__Exercise instructions__: Reproduce the lines below, replacing every "snake neck" with "serpent neck" and leaving all other text unchanged. Leave the pictures out of your answer.
--- start of Material provided ---
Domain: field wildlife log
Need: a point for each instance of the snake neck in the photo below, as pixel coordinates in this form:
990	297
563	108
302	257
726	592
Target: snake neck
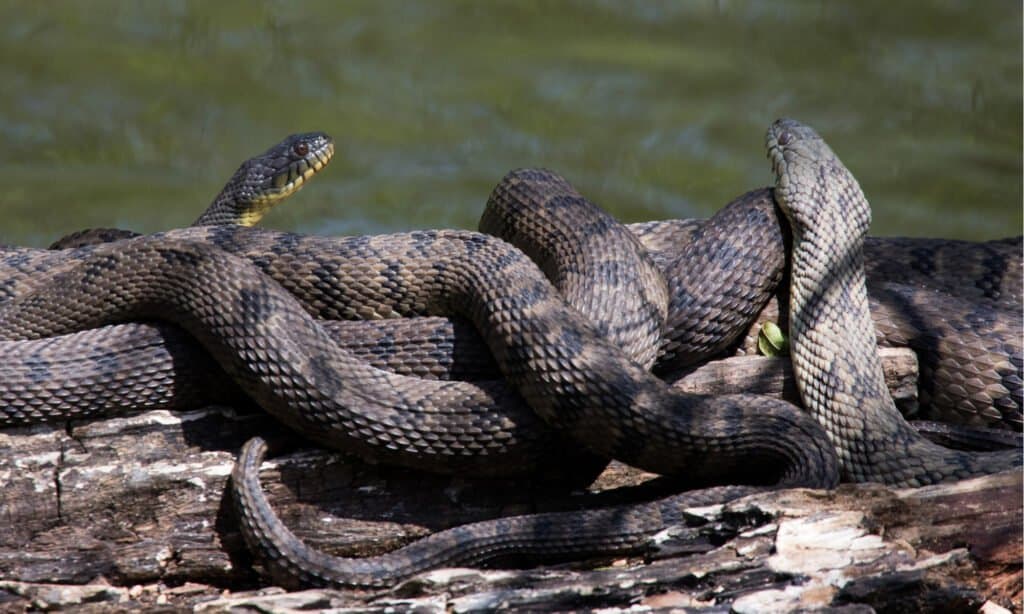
--- end of Material provided ---
__Problem solution__:
Domain: field wildlife log
Need: a point for each instance of the serpent neck in the photo below, as pixel coordinates in this form:
990	297
563	108
302	257
726	592
Target: serpent neck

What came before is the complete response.